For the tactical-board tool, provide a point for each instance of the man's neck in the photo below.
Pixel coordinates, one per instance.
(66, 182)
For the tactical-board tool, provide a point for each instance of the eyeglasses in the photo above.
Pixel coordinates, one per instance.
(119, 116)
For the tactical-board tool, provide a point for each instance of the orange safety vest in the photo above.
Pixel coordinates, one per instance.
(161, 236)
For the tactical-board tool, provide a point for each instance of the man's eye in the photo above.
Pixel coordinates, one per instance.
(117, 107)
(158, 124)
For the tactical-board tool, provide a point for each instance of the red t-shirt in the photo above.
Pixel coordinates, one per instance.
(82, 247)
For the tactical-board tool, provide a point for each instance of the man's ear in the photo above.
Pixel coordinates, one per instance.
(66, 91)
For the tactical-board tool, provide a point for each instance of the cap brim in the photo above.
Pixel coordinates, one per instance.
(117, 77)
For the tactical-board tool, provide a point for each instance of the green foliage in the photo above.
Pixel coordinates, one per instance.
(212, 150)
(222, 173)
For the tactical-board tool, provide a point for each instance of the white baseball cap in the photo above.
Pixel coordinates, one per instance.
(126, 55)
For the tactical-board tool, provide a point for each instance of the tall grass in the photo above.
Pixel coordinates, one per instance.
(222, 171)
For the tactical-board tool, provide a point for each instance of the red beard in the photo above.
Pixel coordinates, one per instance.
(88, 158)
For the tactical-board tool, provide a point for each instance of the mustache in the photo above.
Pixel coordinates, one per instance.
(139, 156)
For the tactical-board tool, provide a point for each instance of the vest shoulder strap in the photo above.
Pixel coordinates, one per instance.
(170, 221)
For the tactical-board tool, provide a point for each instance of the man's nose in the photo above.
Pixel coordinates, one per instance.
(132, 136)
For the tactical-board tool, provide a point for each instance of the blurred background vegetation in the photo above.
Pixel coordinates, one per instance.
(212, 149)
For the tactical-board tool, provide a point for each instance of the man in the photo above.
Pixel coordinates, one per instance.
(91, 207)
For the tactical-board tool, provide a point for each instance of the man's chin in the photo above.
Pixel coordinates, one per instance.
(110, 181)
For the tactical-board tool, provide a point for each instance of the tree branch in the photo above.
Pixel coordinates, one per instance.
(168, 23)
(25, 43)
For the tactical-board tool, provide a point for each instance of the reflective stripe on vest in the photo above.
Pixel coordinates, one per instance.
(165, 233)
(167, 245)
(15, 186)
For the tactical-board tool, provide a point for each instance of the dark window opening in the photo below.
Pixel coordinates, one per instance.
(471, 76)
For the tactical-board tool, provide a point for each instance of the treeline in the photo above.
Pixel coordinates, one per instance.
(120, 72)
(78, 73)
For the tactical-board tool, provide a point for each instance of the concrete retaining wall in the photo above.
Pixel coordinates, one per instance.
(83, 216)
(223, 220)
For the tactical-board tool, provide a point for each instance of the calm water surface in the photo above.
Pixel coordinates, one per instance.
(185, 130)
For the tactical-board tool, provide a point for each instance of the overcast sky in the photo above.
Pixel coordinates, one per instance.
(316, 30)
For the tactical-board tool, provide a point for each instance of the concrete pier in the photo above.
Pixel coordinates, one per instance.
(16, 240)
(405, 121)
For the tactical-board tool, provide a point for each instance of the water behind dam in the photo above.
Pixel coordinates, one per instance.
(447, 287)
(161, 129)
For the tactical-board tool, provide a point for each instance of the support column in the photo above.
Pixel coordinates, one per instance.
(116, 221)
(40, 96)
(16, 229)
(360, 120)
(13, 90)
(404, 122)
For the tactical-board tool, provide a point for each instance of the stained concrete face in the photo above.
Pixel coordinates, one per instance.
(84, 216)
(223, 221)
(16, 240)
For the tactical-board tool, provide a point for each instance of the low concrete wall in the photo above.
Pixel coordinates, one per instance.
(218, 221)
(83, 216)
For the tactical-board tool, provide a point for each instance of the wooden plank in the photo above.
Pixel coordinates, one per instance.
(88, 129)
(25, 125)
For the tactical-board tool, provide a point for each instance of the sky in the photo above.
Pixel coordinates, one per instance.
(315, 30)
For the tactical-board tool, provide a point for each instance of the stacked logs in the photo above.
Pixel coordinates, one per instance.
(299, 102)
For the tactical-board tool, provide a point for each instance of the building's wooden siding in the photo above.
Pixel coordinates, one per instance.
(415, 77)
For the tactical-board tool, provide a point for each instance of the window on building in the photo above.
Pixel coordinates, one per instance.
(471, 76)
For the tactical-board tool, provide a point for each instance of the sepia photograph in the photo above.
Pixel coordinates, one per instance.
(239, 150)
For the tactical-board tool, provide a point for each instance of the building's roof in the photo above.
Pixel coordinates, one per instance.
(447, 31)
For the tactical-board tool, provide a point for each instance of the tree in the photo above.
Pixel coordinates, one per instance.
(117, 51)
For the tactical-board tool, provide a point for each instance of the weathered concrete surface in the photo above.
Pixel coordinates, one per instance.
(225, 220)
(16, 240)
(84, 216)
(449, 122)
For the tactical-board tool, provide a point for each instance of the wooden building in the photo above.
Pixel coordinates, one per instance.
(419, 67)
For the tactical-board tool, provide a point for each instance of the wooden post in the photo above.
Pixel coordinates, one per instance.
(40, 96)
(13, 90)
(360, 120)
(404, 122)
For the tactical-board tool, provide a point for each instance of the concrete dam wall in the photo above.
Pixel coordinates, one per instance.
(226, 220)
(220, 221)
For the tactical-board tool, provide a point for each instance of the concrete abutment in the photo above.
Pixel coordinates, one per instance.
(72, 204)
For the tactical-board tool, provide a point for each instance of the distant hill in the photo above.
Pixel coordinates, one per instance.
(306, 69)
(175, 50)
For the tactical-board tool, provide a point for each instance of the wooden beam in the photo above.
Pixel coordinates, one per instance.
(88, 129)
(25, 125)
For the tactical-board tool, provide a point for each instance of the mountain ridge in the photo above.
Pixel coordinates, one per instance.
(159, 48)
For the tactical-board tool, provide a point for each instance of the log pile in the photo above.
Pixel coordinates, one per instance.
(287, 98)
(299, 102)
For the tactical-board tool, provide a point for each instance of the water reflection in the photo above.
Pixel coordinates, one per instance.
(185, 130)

### WORK TO COMPLETE
Repeat the entries exactly, all of them.

### IN RESPONSE
For the tactical-board tool, provide a point for each instance of the man's neck in the photo below.
Pixel coordinates, one per instance.
(66, 182)
For the tactical-board tool, provide a point for each instance of the eyeglasses in the photo above.
Pixel coordinates, one per instance.
(119, 116)
For the tactical-board tool, provide a point for each instance of the orange safety vest in the photo above.
Pixel coordinates, one per instance.
(161, 236)
For the tactical-board tool, provide a point for each instance of the man's eye in the photo above.
Pixel coordinates, one per instance.
(117, 107)
(158, 124)
For the tactical-board tool, provide a point for each instance of the red t-shirt in the photo above.
Pixel coordinates, one per instance.
(82, 247)
For the tactical-board tool, provide a point for each instance of the man's ear in the photo above.
Pixel coordinates, one per instance.
(66, 91)
For the tactical-board tool, provide a point for each instance of the cap brim in the photo above.
Pixel coordinates, one per instance.
(117, 77)
For the tactical-board tool, provide a point for each instance of the green foliage in the photo above.
Pixel coordinates, one per instance.
(212, 150)
(222, 173)
For the tactical-board tool, provide a point for each instance of the white baseball cap in the photo above.
Pixel coordinates, one per instance.
(126, 55)
For the tactical-board tool, provide a point for each instance of the tall grass in the photo above.
Pixel coordinates, one per instance.
(222, 171)
For the tactical-board tool, provide a point for each instance of the red beard in the photo above.
Pixel coordinates, one per instance.
(88, 158)
For the tactical-board tool, provide a point for each instance of the mustache in the photo above.
Pixel coordinates, one per instance.
(139, 156)
For the tactical-board tool, provide a point for each instance of the vest shoulder strap in the photo above.
Pixel coordinates, one per instance.
(170, 221)
For the tactical-board tool, provide a point for each instance of the man's nose in the photo above.
Pixel coordinates, one per instance.
(132, 136)
For the tactical-board tool, provide a point for each instance of the blurred background vegetation in the photo above.
Pixel coordinates, one per instance.
(212, 149)
For the tactical-board tool, provide a point for each instance of the man in the photo above.
Pixel coordinates, one per instance.
(91, 207)
For the tactical-board tool, provide a point for each instance of the man's chin in the photo above.
Pixel coordinates, one per instance.
(110, 181)
For the tactical-board tool, provide a point for each instance of the tree branch in the photo above.
Pixel coordinates, one per instance.
(168, 23)
(25, 43)
For the tactical-board tool, provide a point for each instance of the reflective stripe on vest in the photo above.
Pixel coordinates, one per instance.
(165, 233)
(167, 245)
(15, 186)
For the tactical-board tool, provide a point for each instance of the dark window opening in the photo below.
Pixel coordinates, one per instance.
(471, 76)
For the tactical-board tool, provide a point for each instance of the treeline in the photo above.
Pixel coordinates, one per instance.
(120, 72)
(78, 73)
For the tactical-board tool, provide a point for each instance of the concrete retaining wall in the photo above.
Pixel coordinates, one per instance.
(83, 216)
(223, 220)
For the tactical-board tool, provide a point for each instance of the calm water surface in the photo above.
Pixel coordinates, one per instance.
(185, 130)
For the tactical-board tool, provide a point for each instance of the overcast sky in the photo above.
Pixel coordinates, one per instance.
(316, 30)
For the tactical-board tool, provide a point for each instance of the concrete pier in the photo above.
Pixel coordinates, one per instance.
(16, 240)
(405, 121)
For the tactical-board tool, provide a point for each instance of the water behind dam in the photo above.
Pixel coordinates, one per instance.
(447, 287)
(161, 129)
For the tactical-board tool, provide a point for each instance of the support column in the photo above.
Pixel coordinates, one per instance.
(116, 221)
(40, 96)
(16, 229)
(360, 120)
(13, 90)
(404, 122)
For the tactical-board tool, provide a point for each instance of the stained concrete face in the photo above.
Pixel coordinates, one per instance.
(84, 216)
(223, 221)
(16, 240)
For the tactical-board tool, provide a point for each instance of the low concrete wall in the photo above.
Pixel coordinates, one per instance.
(218, 221)
(83, 216)
For the tactical-board tool, provide a point for each instance of the wooden plank in the photo above.
Pixel coordinates, one per instance.
(88, 129)
(25, 125)
For the tactical-board tool, provide a point for each instance of the sky in the photo above.
Pixel coordinates, one per instance.
(315, 30)
For the tactical-board tool, provide a point for each instance of the stacked logs in the photo above.
Pixel coordinates, one per instance.
(299, 102)
For the tactical-board tool, provide a point for each instance of the building's wooden siding in the photo above.
Pixel coordinates, one per instance.
(415, 77)
For the tactical-board tool, provide a point for each instance of the window on building in the photo above.
Pixel coordinates, one per instance.
(471, 76)
For the tactical-board tool, provide a point for each instance of the sepia photograph in the photo above.
Pixel coordinates, one per instance.
(239, 150)
For the tactical-board tool, provide a point for each instance of the building's roof in the photo above.
Pixel coordinates, one per instance.
(447, 31)
For the tactical-board tool, provide a point for each instance of the tree in the photo above.
Pixel coordinates, one per instance.
(117, 51)
For the tactical-board tool, provide a point for each instance of the weathered concrete surface in the photo above.
Pixel coordinates, one per instance.
(225, 220)
(16, 240)
(84, 216)
(449, 122)
For the tactical-board tool, provide a point for each instance of the wooden building in the photo above.
Pixel coordinates, one per instance.
(419, 67)
For the tactical-board tool, provide a point for each instance of the wooden post in the photo above.
Pixel coordinates, one per instance.
(40, 96)
(13, 90)
(360, 120)
(404, 122)
For the tactical-board tool, provide a point for each instance of the concrete dam wall in the photo above.
Pixel coordinates, one per instance.
(226, 220)
(220, 221)
For the tactical-board tool, provide a point for each instance of the concrete abutment in the photo above.
Pixel coordinates, one per instance.
(72, 204)
For the tactical-board tool, provide a point for each instance of the distant hill in the photo above.
Pixel coordinates, one per instance.
(306, 69)
(175, 50)
For the tactical-board tool, provide a point for each instance of the wooden beam in the photo above.
Pixel coordinates, one per instance.
(88, 129)
(25, 125)
For the tactical-board tool, provide a point for each instance of the mountain ridge in the photo above.
Pixel coordinates, one per instance.
(159, 48)
For the tactical-board tool, provide a point for each instance of the log pile in the photo above.
Pixel coordinates, one per instance.
(287, 98)
(299, 102)
For the tactical-board tool, provide a point for each instance of the water reflection in the photo above.
Pixel coordinates, one per instance.
(185, 130)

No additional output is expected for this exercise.